>> Begin DOCUMENT PASSAGE

You are browsing a read-only backup copy of Wikitech. The live site can be found at wikitech.wikimedia.org
Anycast authoritative DNS
Work in progress.
In order to improve latency and resilience of our authoritative DNS, this setup leverages BGP and anycast.
Tracking task: https://phabricator.wikimedia.org/T98006
Limitation of a non-anycast setup
By definition, GeoDNS can't be used to redirect users to their closest nameserver (NS), like we do for websites.
When asked for a record (eg. fr.wikipedia.org), the .org
zone presents all 3 of our NS to the client, to decide which one to use.
Client side implementations not being great [citation needed], anycast offloads that decision to BGP.
Configuration
Server side
The server side is a regular internal anycast setup.
modules/profile/manifests/dns/auth.pp and modules/profile/manifests/dns/recursor.pp include ::profile::bird::anycast
hieradata/role/common/dnsbox.yaml and hieradata/role/common/dns/auth.yaml
profile::bird::advertise_vips:
nsa.wikimedia.org:
address: 198.35.27.27 # VIP to advertise (limited to a /32)
check_cmd: '/usr/lib/nagios/plugins/check_dns_query -H 198.35.27.27 -a -l -d www.wikipedia.org -t 1'
ensure: present
service_type: authdns
Routers side
Policy to only create (and thus advertise) the /24 anycast prefix if the router learns about it locally.

>> End DOCUMENT PASSAGE
>> Begin DATA SECTION

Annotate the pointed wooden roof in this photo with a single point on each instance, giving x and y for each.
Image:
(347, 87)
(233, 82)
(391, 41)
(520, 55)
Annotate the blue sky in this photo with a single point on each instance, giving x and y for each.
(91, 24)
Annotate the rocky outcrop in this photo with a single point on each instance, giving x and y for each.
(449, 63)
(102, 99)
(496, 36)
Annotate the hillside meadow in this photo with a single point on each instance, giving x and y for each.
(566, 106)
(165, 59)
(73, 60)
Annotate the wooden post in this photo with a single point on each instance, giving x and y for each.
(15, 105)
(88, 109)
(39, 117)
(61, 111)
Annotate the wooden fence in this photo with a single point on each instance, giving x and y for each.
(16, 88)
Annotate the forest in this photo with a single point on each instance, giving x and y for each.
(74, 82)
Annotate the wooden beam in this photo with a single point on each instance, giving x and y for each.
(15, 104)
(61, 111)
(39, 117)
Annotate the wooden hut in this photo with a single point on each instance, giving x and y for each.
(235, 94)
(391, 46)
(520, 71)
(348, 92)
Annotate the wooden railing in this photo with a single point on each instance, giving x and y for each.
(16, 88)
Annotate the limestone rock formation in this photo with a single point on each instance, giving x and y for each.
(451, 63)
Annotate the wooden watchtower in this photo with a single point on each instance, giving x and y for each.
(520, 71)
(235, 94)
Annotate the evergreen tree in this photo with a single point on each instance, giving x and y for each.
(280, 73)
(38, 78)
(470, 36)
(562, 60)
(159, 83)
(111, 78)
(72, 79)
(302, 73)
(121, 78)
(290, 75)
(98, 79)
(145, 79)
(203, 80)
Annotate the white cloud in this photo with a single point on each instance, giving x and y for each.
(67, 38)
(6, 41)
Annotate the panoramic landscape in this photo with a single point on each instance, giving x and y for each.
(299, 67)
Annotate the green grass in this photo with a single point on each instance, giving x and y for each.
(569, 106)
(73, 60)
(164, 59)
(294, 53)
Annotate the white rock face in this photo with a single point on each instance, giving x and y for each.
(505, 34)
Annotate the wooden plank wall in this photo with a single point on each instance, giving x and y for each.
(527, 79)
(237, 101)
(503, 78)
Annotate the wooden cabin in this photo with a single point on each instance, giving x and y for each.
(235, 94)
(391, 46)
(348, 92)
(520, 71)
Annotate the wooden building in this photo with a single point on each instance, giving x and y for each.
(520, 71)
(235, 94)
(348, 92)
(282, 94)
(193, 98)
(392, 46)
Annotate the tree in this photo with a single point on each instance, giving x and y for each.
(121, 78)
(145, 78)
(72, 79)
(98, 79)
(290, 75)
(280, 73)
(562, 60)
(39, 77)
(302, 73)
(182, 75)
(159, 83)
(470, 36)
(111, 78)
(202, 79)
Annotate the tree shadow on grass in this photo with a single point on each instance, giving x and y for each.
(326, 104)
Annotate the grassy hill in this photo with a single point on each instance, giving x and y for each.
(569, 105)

>> End DATA SECTION

- **YOUR INSTRUCTIONS**
For each statement below, say yes or no to whether it agrees with the anycast DNS page above, and quote the words of the page that decide it.
1. GeoDNS can be used to send users to their closest nameserver.
2. The VIP address advertised for nsa.wikimedia.org is limited to a /32.
3. The server side is a regular internal anycast setup.

- **WRITTEN REPLY**
1. No: "GeoDNS can't be used to redirect users to their closest nameserver (NS)"
2. Yes: "VIP to advertise (limited to a /32)"
3. Yes: "The server side is a regular internal anycast setup."